RECORDS FOR THIS EXERCISE below:

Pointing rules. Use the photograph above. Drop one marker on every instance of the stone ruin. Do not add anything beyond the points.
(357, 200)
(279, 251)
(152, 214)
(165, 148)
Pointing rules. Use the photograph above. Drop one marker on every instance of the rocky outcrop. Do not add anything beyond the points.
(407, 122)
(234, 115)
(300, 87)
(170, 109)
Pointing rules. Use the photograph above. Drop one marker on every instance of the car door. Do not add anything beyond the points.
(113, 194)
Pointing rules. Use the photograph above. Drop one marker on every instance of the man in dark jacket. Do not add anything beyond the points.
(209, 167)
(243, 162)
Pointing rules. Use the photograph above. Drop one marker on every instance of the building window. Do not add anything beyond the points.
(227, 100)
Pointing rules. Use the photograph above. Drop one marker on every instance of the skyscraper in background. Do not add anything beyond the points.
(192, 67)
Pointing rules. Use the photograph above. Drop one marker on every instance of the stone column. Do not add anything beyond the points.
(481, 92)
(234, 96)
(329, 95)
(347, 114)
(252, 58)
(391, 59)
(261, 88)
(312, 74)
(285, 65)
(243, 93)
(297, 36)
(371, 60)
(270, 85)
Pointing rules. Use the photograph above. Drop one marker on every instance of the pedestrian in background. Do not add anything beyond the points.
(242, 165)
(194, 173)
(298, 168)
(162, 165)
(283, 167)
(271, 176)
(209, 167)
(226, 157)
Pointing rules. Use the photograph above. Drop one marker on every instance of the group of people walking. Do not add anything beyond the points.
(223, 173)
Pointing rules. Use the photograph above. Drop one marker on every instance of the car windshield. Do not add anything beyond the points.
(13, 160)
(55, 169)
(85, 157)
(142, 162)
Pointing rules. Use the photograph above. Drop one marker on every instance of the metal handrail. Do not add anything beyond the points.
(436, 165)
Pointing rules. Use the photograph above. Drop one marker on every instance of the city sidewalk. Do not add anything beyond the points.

End of RECORDS FOR THIS EXERCISE.

There is a line above that contains "door. Do not add anything beyond the points.". Copy it and all later lines through the last, exactly, and leave out the rest.

Pointing rules. Use the photograph above. Drop one marker on every instance of the car door. Do not add anything beyond the points.
(113, 194)
Pointing rules. Use the photograph above. Drop one marker on every instance of the man in dark jacket. Do not add anything beyond the points.
(209, 167)
(243, 162)
Pointing rules. Use the photograph above. Drop one marker on every instance of the building window. Do not add anything beyond the points.
(227, 100)
Pointing rules. Use the photograph above. Drop one marker on every instance of the skyscraper in background. Do not add anything beyond the points.
(192, 67)
Pointing rules. Use the photograph above. Drop one marker on every instance of the stone column. Do not add anything beyond the points.
(481, 92)
(234, 96)
(329, 95)
(347, 114)
(252, 58)
(391, 59)
(261, 88)
(312, 74)
(285, 65)
(243, 93)
(297, 36)
(371, 60)
(270, 85)
Pointing rules. Use the photograph above. Drop one marker on every instance of the pedestrian in background. Do not add anything beyond the points.
(242, 165)
(194, 173)
(298, 168)
(162, 165)
(283, 167)
(271, 176)
(209, 167)
(226, 157)
Pointing rules. Use the photograph above. Drop one marker on every instance of the group of people walking. Do not add anything beyond the points.
(223, 173)
Pointing rules. Use the photograph above. Drop one marker on every instance of the car windshield. Do not add anything beyond the points.
(13, 160)
(55, 169)
(85, 157)
(142, 162)
Pointing rules. Use the photograph above. Drop one marker on every instance of the metal handrail. Do not add anything beyond the points.
(436, 165)
Pointing rules. Use the photograph above. Drop one marker on every instance of the city sidewalk. Do not add anything beyond the points.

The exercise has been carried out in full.